### Directions
Your task is to output, without alteration, each line from the one containing "Please locate the bus" through the final line of the records below.
-- Extracted entries follows --
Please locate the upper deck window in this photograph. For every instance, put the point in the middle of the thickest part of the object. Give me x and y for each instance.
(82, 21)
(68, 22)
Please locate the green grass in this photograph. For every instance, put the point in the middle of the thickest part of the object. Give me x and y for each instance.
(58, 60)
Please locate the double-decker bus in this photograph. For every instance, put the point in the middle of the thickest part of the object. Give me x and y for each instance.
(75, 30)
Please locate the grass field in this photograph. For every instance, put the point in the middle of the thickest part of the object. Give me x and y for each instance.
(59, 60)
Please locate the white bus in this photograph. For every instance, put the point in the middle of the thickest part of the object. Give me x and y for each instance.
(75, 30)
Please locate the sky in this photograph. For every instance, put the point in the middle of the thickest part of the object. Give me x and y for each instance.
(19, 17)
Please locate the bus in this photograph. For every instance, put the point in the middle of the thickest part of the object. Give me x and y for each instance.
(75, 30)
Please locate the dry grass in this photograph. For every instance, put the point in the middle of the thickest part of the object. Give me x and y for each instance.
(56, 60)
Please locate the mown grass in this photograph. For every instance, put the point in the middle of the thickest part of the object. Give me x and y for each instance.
-- Extracted entries concluded --
### Written reply
Please locate the bus in this photograph. For every instance, put the point in the middle of the thickest part of the object. Give me x and y for each instance.
(75, 30)
Please locate the dry grass in this photograph. For every instance, put the point in the middle of the thickest part of the object. Give me x and y for each instance.
(56, 60)
Please locate the mown grass in this photograph. For every instance, put the point in the middle of the thickest part of the object. Give me x and y for each instance.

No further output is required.